Text block:
┌──

6.5 Without Cause or Without Good Reason. The Company may terminate Executive’s employment without Cause, at any time, with or without prior notice, in its sole and complete discretion, by providing written notice of such termination and its effective date to Executive. Likewise, Executive may terminate Executive’s employment without Good Reason upon at least ninety (90) days prior written notice to the Company without any liability. Termination of Executive’s employment without Cause by the Company or without Good Reason by Executive shall not include termination of Executive’s employment due to Executive’s death or Disability or upon expiration of the Term as provided for in Section 6.6 below.

 

4

 

 

6.6 Expiration of the Term. Provided Executive’s employment has not been previously terminated pursuant to the terms hereof, Executive’s employment shall be terminated upon the expiration of the then current Term if one Party provides notice to the other of its decision not to renew this Agreement upon the expiration of the then current Term (“Notice of Non-Renewal”). A Notice of Non-Renewal shall be effective only if it is provided to either Party with at least ninety (90) days prior to the end of the then current Term.

 

7. Effect of Termination of Employment.

 

7.1 Generally. In the event Executive’s employment with the Company terminates, Executive shall have no right to receive any compensation, benefits or any other payments or remuneration of any kind from the Company, except as otherwise provided by this Section 7, in Section 9 below, in any separate written agreement between Executive and the Company or as may be required by law. In the event Executive’s employment with the Company is terminated for any reason, Executive shall receive the following (collectively, the “Accrued Obligations”): (i)Executive’s Base Salary through and including the effective date of Executive’s termination of employment (the “Termination Date”), which shall be paid on the first regularly scheduled payroll date of the Company following the Termination Date or on or before any earlier date as required by applicable law; (ii) payment for accrued unused vacation time; (iii)payment of any vested benefit due and owing under any employee benefit plan, policy or program pursuant to the terms of such plan, policy or program; and (iv) payment for unreimbursed business expenses subject to, and in accordance with, the terms of Section 5 above, which payment shall be made within 30 days after Executive submits the applicable supporting documentation to the Company, and in any event no later than on or before the last day of Executive’s taxable year following the year in which the expense was incurred.

 

7.2  Severance Benefits. In the event that Executive’s employment is terminated by the Company pursuant to Section 6.5 above (without Cause) or by Executive pursuant to Section 6.4 hereof (Good Reason), in addition to the Accrued Obligations, Executive shall be entitled to receive severance benefits (the “Severance Benefits”), subject to and in accordance with the terms of this Section 7.2.

 

a) Benefits. The Severance Benefits shall consist of the payments and benefits provided by this Section 7.2(a).

└──

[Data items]

┌──

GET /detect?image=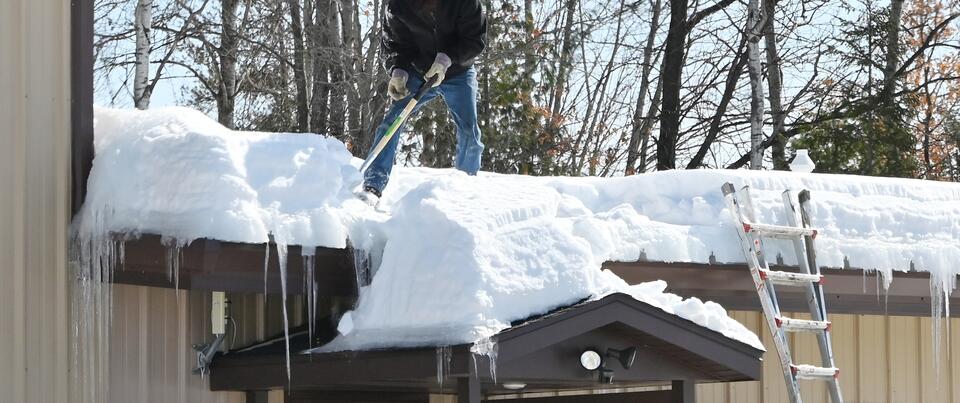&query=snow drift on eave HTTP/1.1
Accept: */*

[84,108,960,349]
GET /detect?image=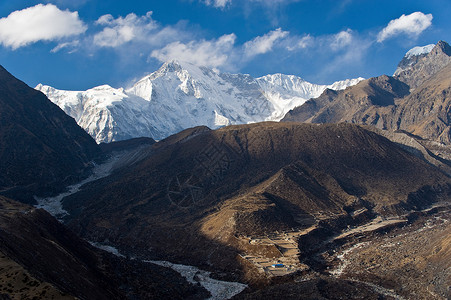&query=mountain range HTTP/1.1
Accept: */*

[0,42,451,299]
[0,66,101,203]
[36,61,363,143]
[282,41,451,145]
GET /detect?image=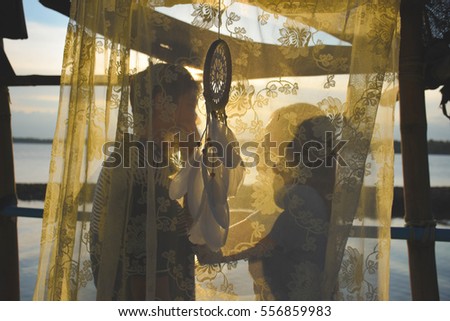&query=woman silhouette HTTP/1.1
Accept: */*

[90,64,198,300]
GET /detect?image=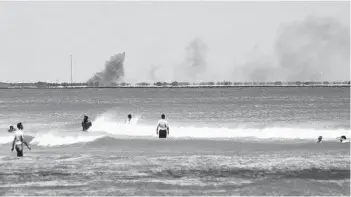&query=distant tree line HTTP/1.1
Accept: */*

[0,81,350,88]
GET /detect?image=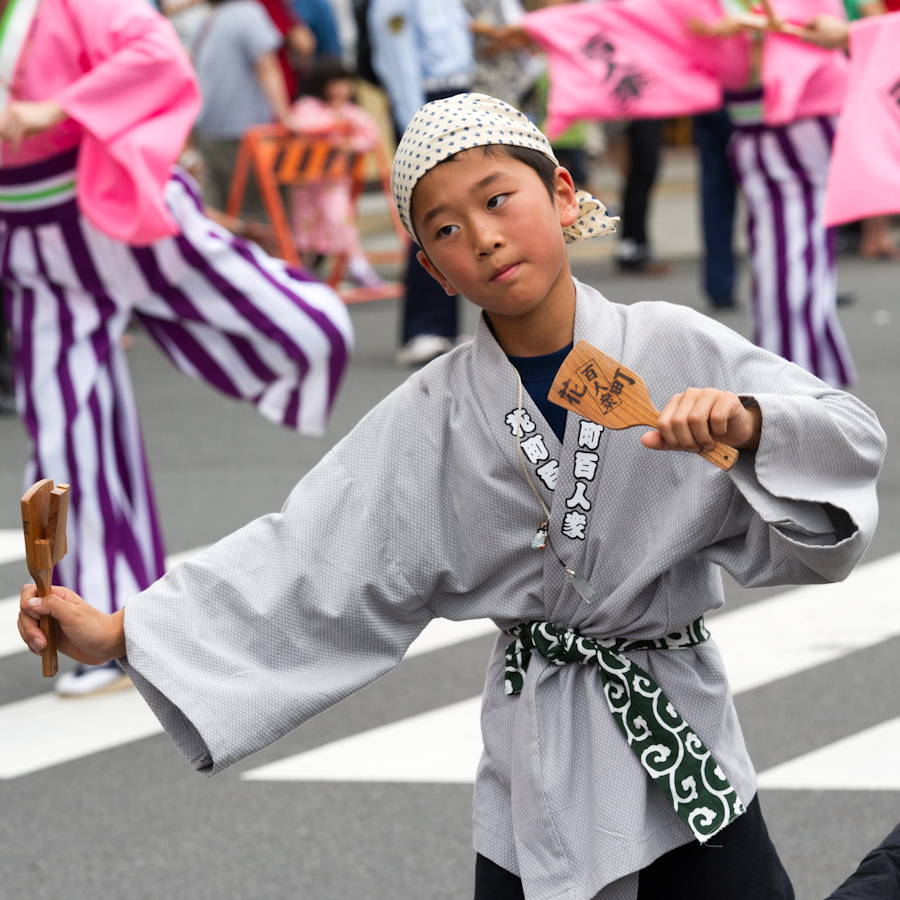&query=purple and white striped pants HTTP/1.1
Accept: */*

[726,92,856,387]
[0,152,353,611]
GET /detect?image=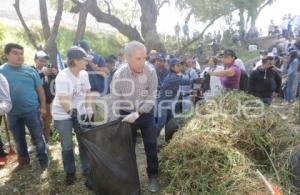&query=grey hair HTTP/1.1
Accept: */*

[124,41,147,57]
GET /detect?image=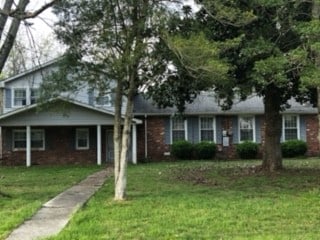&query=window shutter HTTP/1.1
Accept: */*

[255,116,261,143]
[215,116,222,144]
[164,117,171,144]
[300,115,307,141]
[232,116,239,144]
[5,88,12,108]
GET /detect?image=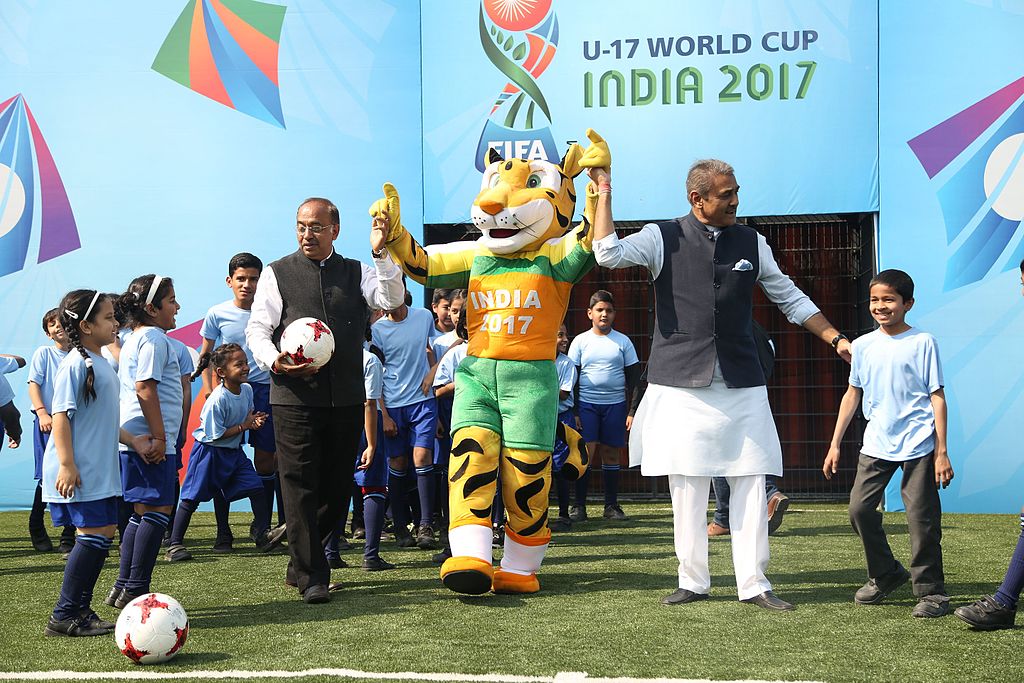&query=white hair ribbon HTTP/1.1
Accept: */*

[142,275,164,306]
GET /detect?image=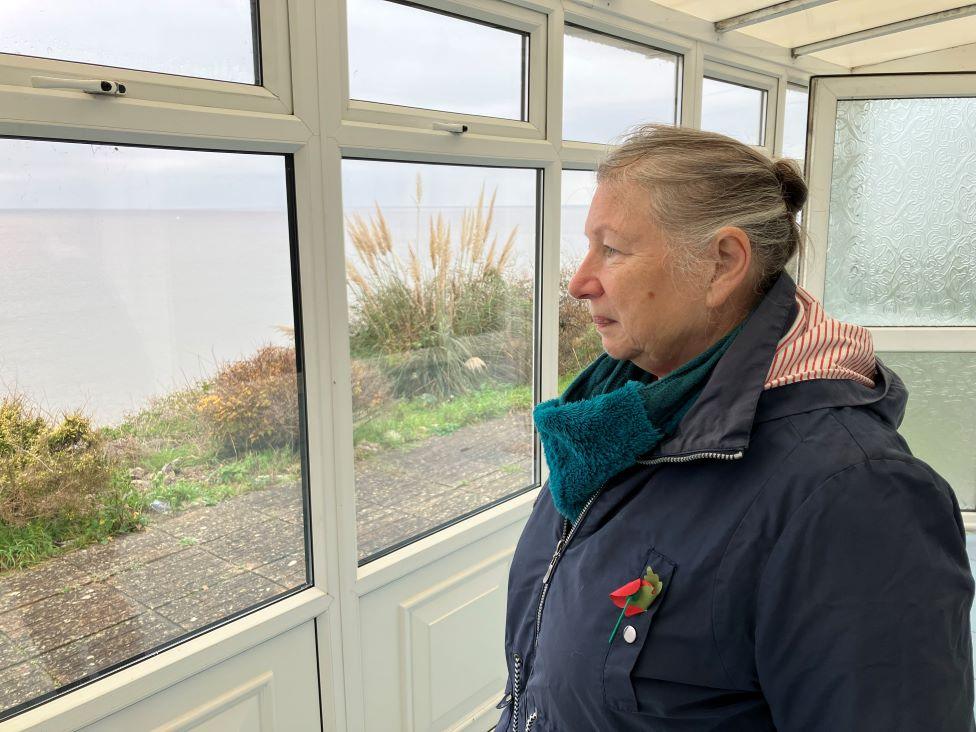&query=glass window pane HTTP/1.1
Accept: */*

[0,0,260,84]
[563,25,680,143]
[783,86,810,167]
[824,98,976,326]
[346,0,528,120]
[342,160,537,560]
[0,139,306,715]
[878,352,976,511]
[701,76,766,145]
[559,170,603,380]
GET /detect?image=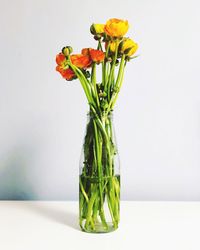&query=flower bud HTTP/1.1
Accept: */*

[62,46,73,56]
[120,38,138,57]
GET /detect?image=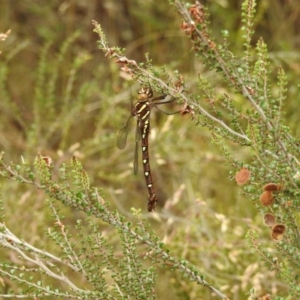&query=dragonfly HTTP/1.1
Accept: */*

[117,87,177,212]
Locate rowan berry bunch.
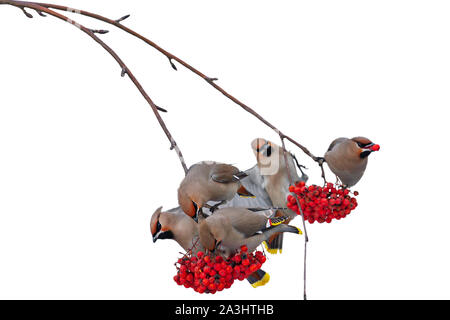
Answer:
[173,246,266,294]
[287,182,358,223]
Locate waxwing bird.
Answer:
[324,137,380,187]
[251,138,308,254]
[199,208,302,252]
[150,207,270,288]
[178,162,254,218]
[150,207,203,253]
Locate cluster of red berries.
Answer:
[287,182,358,223]
[173,246,266,294]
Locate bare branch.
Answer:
[169,58,178,71]
[30,3,319,168]
[20,7,33,19]
[114,14,130,23]
[0,0,188,174]
[90,29,109,34]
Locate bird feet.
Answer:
[209,200,226,213]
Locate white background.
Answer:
[0,0,450,300]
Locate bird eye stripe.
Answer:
[155,221,162,233]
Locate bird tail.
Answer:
[247,269,270,288]
[264,211,291,254]
[264,224,303,254]
[264,233,283,254]
[237,184,256,198]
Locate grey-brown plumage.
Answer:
[150,207,204,253]
[178,162,253,217]
[324,137,380,187]
[252,138,308,254]
[199,208,301,252]
[150,207,270,288]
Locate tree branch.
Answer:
[0,0,188,174]
[30,3,320,165]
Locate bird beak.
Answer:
[363,143,380,152]
[153,230,161,243]
[153,230,174,243]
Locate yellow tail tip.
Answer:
[263,241,283,254]
[252,273,270,288]
[238,194,256,199]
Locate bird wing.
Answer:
[211,163,244,183]
[328,138,348,151]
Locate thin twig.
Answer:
[280,134,309,300]
[30,3,320,168]
[0,0,188,174]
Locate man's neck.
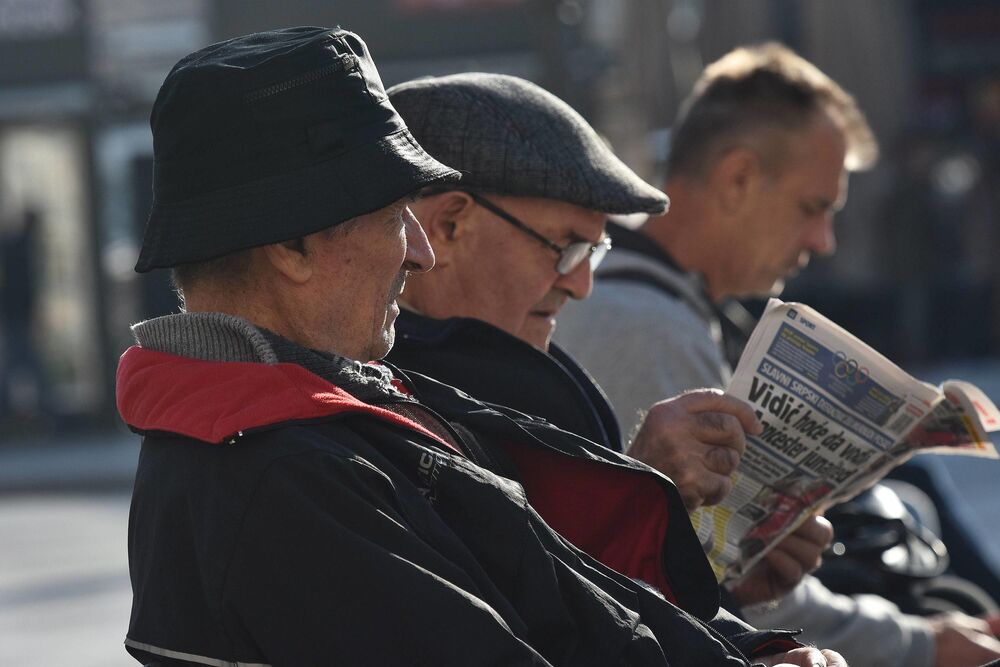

└──

Written exercise:
Using the termination provisions above, answer the following:
(a) How much prior written notice must Executive give to terminate employment without Good Reason?
(b) What term is used for the notice one Party gives the other of its decision not to renew the Agreement?
(c) Within how many days after Executive submits supporting documentation must payment for unreimbursed business expenses be made?

Written response:
(a) At least ninety (90) days
(b) "Notice of Non-Renewal"
(c) Within 30 days